Wenn im Rahmen einer Auftragsverarbeitung Dienstleister und Subdienstleister zum Einsatz kommen – welche Pflichten entstehen dann für Verantwortliche? Der Europäische Datenschutzausschuss (EDSA) hat sich auf Anfrage der dänischen Datenschutzaufsichtsbehörde zu dieser in der Praxis sehr wichtigen Frage geäußert (Stellungnahme).
EDSA-Stellungnahme zu Auftragsverarbeitern und Unterauftragsverarbeitern
Was wird von Verantwortlichen im Rahmen der Auftragsverarbeitung erwartet, insbesondere im Hinblick auf eine Kette von Subauftragsverarbeitern?
Die Antworten des EDSA auf diese Fragestellung sind nicht neu. Erfreulich ist jedoch die Klarheit, mit der sie gegeben wurden. Mühselige Diskussionen, in denen ein pragmatischer Ansatz Vorrang vor der rechtlich korrekten Lösung haben soll, können so hoffentlich künftig abgekürzt werden.
Kurz gesagt, muss der Verantwortliche seine Pflichten auch im Hinblick auf Subdienstleister genauso erfüllen, wie bereits beim direkt beauftragten Auftragsverarbeiter.
Im Einzelnen äußert sich der EDSA zu folgenden Aspekten:
Kenntnis von Unterauftragsverarbeitern
Der Verantwortliche muss alle (!) eingesetzten Subdienstleister kennen und auch wissen, was diese tun. Der Auftragsverarbeiter hat diese Informationen und alle relevanten Änderungen bereitzustellen.
Leider stellt sich ebendies in der Praxis oft als schwierig heraus. Die Informationen kommen gar nicht, viel zu unbestimmt oder aber als wenig brauchbarer Haufen, aus dem sich der Verantwortliche dann selbst mit großer Mühe und eher bescheidenem Erfolg die für ihn relevanten Angaben heraussuchen soll.
Notwendig ist im Ergebnis eine klare Auflistung mit einer vollständigen Angabe zur Identität der Subdienstleister, deren Aufgaben und den Kontaktmöglichkeiten.
Typischerweise erhält der Verantwortliche auch keine Mitteilung darüber, wenn in zweiter oder späterer Reihe Änderungen erfolgen, also beim Sub-Subdienstleister oder noch tiefer in der Kette.
Auch das sollte aber sichergestellt sein, übrigens auch vor dem Hintergrund, dass die Empfänger in Datenschutzhinweisen aufzuführen sind, aber spätestens bei Auskunftsverlangen genannt werden müssen.

AUSGANGSMATERIAL:
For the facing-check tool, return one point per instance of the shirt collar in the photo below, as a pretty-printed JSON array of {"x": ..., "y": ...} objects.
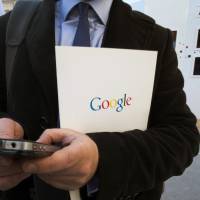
[{"x": 101, "y": 7}]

ARBEITSANWEISUNGEN:
1/ Gib im Textauszug zur EDSA-Stellungnahme den Abschnitt von „Notwendig ist im“ bis „genannt werden müssen.“ wortgetreu wieder.
2/ Setze den Textauszug über Pflichten des Verantwortlichen bei Unterauftragsverarbeitern im Anschluss an seinen letzten Satz fort.
Das Material wird für die Bearbeitung nicht benötigt.

ANTWORTEN:
1/
Notwendig ist im Ergebnis eine klare Auflistung mit einer vollständigen Angabe zur Identität der Subdienstleister, deren Aufgaben und den Kontaktmöglichkeiten.
Typischerweise erhält der Verantwortliche auch keine Mitteilung darüber, wenn in zweiter oder späterer Reihe Änderungen erfolgen, also beim Sub-Subdienstleister oder noch tiefer in der Kette.
Auch das sollte aber sichergestellt sein, übrigens auch vor dem Hintergrund, dass die Empfänger in Datenschutzhinweisen aufzuführen sind, aber spätestens bei Auskunftsverlangen genannt werden müssen.

2/
Vertragliche Sicherstellung der Pflichterfüllung
Der Verantwortliche muss sicherstellen, dass seine Pflichten über die gesamte Kette von Dienstleistern und ggf. auch in die Verästelungen hinein ungeschmälert erfüllt werden.
Die Subbeauftragungen müssen also dem führenden Auftragsverarbeitungsvertrag (AVV) entsprechen und dürfen die festgelegten Grenzen der Verarbeitung nicht ändern oder das im AVV mit Blick auf den konkreten Einzelfall festgelegte Schutzniveau mindern. Auch die eingesetzten Subdienstleister müssen die in Art. 28 Abs. 1 DSGVO geforderten, ausreichenden Garantien bieten.
Kontrolle der Pflichterfüllung
Der Verantwortliche muss Sorge dafür tragen, dass nicht nur der Auftragsverarbeiter sondern auch die Subauftragnehmer ihren Pflichten tatsächlich nachkommen.
Hierzu kann es genügen, dem Auftragsverarbeiter aufzuerlegen, einen passenden Vertrag zu schließen sowie die Überwachung der Subdienstleister zu übernehmen – und sich als Verantwortlicher dann nur noch in angemessener aber auch gewissenhafter Weise zu vergewissern, dass der Auftragsverarbeiter diesen Pflichten nachkommt.
Abgesehen von sehr riskanten Verarbeitungen müssen also Subverträge nicht selbst geprüft oder Subdienstleister selbst kontrolliert werden.
In der Regel sollte es auch möglich und ausreichend sein, dem Auftragsverarbeiter die Möglichkeit einzuräumen, seine Lieferanten selbst zu kontrollieren und dem Verantwortlichen das Ergebnis mitzuteilen. Eigene Kontrollen wären dann nur noch geboten, soweit der Nachweis ausbleibt, ungeeignet oder zweifelhaft ist.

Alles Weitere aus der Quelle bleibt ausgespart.